§ PASSAGE
--------
It's been a long, long, long time since I got squeebed out by eye stuff, but him poking himself right through the ocular into his brain legit made me grimace. Gross, Larian. Fun gross, but gross. Not even Volo's eye thing was that bad.
In other news, I'm well into Act 2! I've fully explored the eastern half of the map and am working my way through the western side north-down, since Moonrise seems to be at the bottom left of the map. I've really, REALLY been enjoying this game--the combat, dialogue, characters, and plot progression are something I've been missing since probably DA2 days, and aside from a few early missed camp conversations, I feel confident I'm seeing as much of the game as I can, which is what I wanted. (Some people from Early Access had been posting saying that if you long-rested, you could seriously affect the outcome of the druid grove/goblin camp stuff, so I was avoiding resting as much as possible. How tragic!) This is exactly the kind of map structure I wanted from Inquisition and Andromeda; please don't lock parts of an "open world" map behind a level cap. Just make it linear and big and scale the enemies and make the higher-level stuff behind doors or later in the game. Don't give me a sandstorm I can't enter with no clear game context clues that this is a "COME BACK LATER" portion of the map, especially if you're determined to put quest markers within it.
The plot of this game still has me guessing! I'm so intrigued by this dream visitor who seems to want only the best for me but encourages use of the worms. I've only consumed one, but I've had it strengthened regardless by a few in-game choices (the illithid in the Underdark was a big one--the sound I made when he floated onscreen!). Lae'zel is currently undergoing a crisis of faith, and I strongly suspect Shadowheart's not far behind. Astarion is determined to make a deal with Raphael which I think is dumb, but Wyll, Karlach, and Gale all seem to be in great shape aside from their individual ticking time bombs inside them. I want to be able to add this His Majesty cat to the camp party and it's KILLING me I can't.
--------
§ EXERCISE INPUT
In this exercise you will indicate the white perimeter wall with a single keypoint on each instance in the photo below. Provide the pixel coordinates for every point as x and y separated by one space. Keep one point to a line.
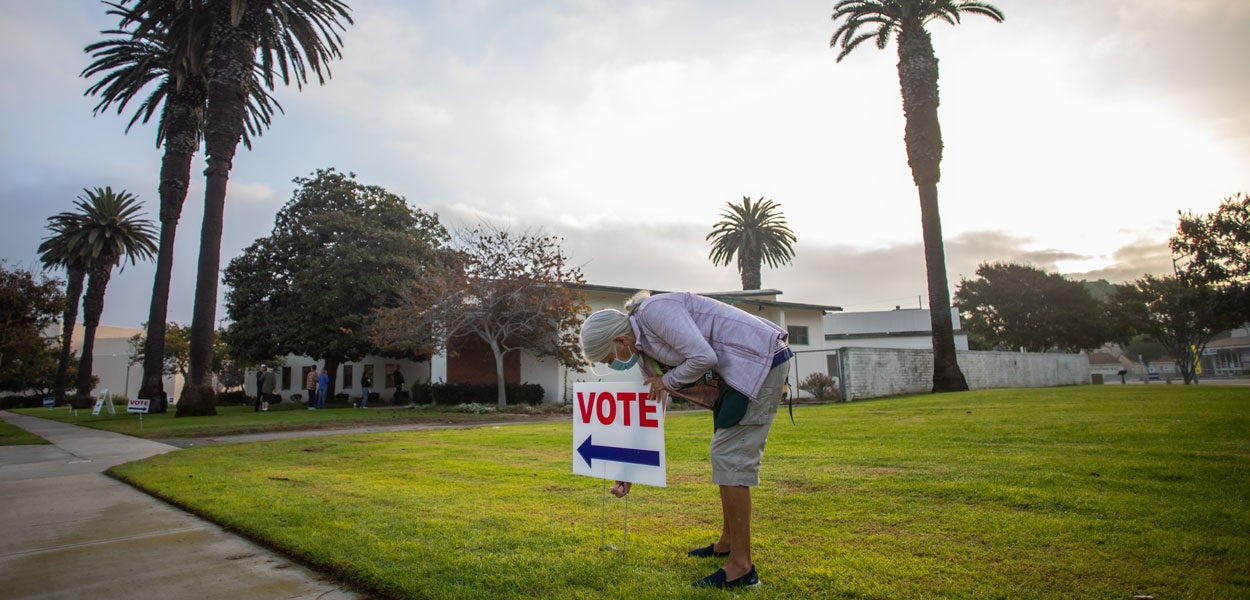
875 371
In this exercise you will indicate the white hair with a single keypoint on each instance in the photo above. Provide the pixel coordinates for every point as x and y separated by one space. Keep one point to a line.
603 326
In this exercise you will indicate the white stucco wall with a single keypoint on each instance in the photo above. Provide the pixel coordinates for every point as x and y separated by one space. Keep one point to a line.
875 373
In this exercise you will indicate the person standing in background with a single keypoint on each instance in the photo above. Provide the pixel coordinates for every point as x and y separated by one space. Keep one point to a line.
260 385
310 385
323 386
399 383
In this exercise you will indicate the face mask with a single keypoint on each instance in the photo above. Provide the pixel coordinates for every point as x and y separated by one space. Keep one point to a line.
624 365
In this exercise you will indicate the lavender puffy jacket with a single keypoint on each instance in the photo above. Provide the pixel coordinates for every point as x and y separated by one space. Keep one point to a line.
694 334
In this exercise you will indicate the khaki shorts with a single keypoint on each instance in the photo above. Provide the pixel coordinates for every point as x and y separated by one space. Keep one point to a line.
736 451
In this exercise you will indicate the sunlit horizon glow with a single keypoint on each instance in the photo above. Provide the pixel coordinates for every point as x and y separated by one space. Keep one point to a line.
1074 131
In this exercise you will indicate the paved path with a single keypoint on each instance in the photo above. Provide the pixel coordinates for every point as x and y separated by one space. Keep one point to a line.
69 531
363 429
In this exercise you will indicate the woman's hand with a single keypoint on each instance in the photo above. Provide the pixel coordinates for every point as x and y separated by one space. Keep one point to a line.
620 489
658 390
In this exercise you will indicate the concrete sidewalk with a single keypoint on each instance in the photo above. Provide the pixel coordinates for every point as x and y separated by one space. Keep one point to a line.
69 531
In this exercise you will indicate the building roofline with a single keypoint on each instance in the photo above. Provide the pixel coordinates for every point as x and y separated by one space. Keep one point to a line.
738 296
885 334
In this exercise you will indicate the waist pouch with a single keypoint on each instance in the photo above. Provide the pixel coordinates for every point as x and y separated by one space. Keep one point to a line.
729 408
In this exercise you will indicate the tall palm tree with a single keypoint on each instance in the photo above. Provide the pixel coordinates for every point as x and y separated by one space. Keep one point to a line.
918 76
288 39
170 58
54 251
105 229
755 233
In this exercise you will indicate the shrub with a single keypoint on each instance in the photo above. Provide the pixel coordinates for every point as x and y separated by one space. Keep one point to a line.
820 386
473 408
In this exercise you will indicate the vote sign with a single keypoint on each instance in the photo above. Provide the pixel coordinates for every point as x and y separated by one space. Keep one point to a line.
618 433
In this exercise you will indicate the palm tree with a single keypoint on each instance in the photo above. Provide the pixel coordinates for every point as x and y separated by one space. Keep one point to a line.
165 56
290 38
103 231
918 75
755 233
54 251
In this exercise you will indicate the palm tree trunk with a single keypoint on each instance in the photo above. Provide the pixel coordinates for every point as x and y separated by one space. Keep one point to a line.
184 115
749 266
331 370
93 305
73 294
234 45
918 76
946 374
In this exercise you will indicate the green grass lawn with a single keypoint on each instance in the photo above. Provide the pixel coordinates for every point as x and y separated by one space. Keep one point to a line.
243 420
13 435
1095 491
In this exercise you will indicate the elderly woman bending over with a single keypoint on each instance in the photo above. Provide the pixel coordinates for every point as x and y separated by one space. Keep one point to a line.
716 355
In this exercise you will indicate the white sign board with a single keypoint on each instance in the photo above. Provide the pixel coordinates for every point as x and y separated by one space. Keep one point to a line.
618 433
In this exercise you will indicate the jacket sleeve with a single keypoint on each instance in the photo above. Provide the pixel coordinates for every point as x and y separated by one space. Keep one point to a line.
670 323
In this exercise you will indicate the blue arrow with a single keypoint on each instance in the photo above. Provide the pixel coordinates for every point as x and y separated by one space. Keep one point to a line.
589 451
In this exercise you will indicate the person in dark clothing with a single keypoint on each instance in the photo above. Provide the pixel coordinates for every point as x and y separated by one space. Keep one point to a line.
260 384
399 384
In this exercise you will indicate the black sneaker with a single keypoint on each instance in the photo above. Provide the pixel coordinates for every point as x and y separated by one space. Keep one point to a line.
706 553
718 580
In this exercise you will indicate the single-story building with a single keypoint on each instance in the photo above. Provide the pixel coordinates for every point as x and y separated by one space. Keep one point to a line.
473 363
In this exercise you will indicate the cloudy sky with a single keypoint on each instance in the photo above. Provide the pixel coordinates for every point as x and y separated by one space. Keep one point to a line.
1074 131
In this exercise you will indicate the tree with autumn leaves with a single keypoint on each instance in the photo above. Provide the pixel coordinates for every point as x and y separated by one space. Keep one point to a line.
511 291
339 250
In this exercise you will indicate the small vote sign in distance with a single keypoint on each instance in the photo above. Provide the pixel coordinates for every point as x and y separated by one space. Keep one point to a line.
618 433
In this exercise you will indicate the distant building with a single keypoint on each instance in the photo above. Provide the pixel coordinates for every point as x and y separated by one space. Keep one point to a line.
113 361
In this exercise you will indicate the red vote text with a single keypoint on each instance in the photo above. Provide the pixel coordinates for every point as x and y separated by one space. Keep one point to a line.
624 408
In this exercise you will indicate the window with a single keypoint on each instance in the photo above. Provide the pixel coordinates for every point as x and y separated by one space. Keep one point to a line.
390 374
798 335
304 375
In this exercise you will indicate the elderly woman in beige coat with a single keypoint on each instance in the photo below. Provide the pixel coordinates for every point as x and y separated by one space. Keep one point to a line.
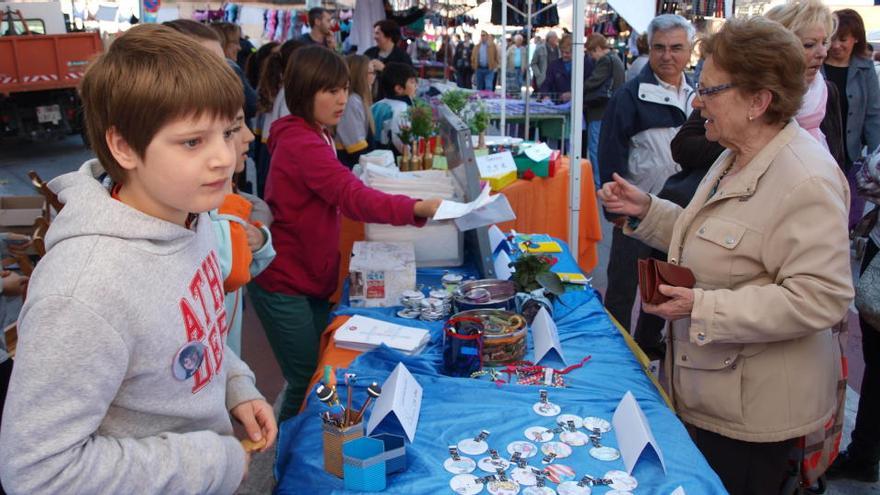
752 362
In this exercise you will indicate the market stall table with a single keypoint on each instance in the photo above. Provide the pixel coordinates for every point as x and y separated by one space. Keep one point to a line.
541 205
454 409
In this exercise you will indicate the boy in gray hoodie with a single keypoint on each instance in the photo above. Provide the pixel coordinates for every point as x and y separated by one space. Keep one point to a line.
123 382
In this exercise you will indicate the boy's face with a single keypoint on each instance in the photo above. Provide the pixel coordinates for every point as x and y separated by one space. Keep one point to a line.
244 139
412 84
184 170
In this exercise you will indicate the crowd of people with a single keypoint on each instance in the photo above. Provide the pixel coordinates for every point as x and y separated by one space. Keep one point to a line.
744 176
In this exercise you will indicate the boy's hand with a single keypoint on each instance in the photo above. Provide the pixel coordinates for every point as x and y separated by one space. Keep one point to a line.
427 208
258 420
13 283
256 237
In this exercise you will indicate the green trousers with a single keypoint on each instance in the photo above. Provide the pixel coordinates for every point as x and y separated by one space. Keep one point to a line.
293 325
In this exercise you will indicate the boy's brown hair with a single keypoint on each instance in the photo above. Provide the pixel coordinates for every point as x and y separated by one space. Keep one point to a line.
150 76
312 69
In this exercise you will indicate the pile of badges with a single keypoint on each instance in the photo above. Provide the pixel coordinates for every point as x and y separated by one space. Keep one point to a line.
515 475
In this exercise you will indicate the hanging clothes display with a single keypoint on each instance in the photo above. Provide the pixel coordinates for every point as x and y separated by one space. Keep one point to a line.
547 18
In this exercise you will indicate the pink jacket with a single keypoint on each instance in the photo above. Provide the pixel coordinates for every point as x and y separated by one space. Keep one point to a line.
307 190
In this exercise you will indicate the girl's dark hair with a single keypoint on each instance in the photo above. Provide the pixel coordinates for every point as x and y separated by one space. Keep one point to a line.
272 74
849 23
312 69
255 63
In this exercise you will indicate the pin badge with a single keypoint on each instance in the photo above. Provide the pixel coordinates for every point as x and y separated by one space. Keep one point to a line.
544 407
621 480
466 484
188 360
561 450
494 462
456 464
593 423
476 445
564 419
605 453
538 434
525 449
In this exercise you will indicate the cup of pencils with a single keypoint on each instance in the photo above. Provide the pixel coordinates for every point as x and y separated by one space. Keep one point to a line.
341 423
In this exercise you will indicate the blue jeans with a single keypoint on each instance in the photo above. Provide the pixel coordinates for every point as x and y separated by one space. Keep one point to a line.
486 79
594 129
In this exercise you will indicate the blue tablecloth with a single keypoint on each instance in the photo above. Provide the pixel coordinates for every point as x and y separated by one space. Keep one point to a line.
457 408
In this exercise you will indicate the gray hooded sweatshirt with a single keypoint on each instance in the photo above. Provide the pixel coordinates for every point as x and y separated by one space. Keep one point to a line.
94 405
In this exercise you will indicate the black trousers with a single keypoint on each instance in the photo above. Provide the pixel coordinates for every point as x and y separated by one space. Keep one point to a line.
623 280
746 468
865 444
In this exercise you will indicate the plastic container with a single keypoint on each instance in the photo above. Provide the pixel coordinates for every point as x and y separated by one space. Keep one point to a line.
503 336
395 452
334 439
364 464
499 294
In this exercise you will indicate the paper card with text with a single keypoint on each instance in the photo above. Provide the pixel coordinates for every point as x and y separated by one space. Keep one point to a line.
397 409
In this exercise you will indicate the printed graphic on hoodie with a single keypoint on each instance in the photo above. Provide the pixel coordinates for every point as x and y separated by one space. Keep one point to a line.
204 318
--------
§ GIVEN TASK 1
Transcribe the post starting with "It's been a" and going on through "was that bad.".
§ GIVEN TASK 2
Gather each line in the records that includes the word "trousers".
The records are unrelated to the post.

§ PROBLEM SOLUTION 1
It's been a long, long, long time since I got squeebed out by eye stuff, but him poking himself right through the ocular into his brain legit made me grimace. Gross, Larian. Fun gross, but gross. Not even Volo's eye thing was that bad.

§ PROBLEM SOLUTION 2
In this exercise you will indicate the green trousers with a single keypoint on each instance in the photo above. Provide the pixel coordinates for every point as x and y separated by one space. Keep one point to a line.
In this exercise you will indicate the black trousers with a single keypoint on each instance in the photo above. Provide the pixel coordinates for every point as x and y separated by one space. Keep one point to a line.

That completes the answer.